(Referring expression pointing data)
<<<<
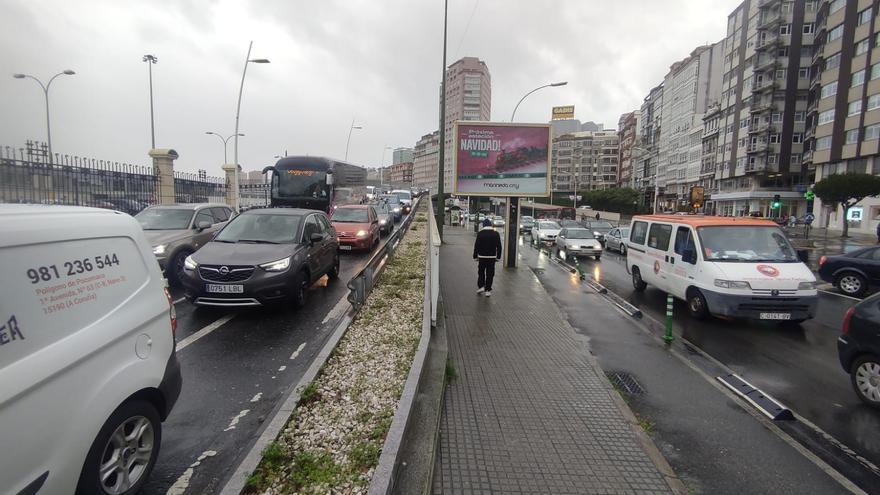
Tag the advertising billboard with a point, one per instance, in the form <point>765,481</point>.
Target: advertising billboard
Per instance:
<point>566,112</point>
<point>499,159</point>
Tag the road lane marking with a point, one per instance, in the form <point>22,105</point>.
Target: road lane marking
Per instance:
<point>338,309</point>
<point>204,331</point>
<point>297,351</point>
<point>182,483</point>
<point>236,419</point>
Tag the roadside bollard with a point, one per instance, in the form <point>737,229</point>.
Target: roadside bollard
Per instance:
<point>668,338</point>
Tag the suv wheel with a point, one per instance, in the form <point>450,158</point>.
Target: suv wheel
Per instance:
<point>124,452</point>
<point>865,376</point>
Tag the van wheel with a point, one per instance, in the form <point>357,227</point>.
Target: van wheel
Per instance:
<point>174,271</point>
<point>697,306</point>
<point>124,452</point>
<point>638,284</point>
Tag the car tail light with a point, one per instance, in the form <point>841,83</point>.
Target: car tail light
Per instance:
<point>847,318</point>
<point>172,313</point>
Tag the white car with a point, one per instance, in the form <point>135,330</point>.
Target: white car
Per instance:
<point>88,369</point>
<point>577,242</point>
<point>545,231</point>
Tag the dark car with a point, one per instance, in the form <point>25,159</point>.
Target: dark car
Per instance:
<point>859,349</point>
<point>853,273</point>
<point>261,257</point>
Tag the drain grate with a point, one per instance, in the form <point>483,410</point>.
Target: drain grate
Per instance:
<point>625,382</point>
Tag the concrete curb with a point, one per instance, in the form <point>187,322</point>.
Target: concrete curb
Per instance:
<point>279,419</point>
<point>383,477</point>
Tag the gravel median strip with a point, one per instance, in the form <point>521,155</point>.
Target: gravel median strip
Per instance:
<point>333,440</point>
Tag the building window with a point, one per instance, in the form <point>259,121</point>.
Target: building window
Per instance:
<point>858,78</point>
<point>833,61</point>
<point>829,89</point>
<point>854,108</point>
<point>852,136</point>
<point>826,116</point>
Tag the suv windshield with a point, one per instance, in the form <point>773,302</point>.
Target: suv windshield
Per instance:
>>>>
**What to do**. Each line of the data above containing the string "dark" is to be copied.

**Result of this task**.
Tag the dark car with a point, one per instance, in the form <point>25,159</point>.
Target: dark car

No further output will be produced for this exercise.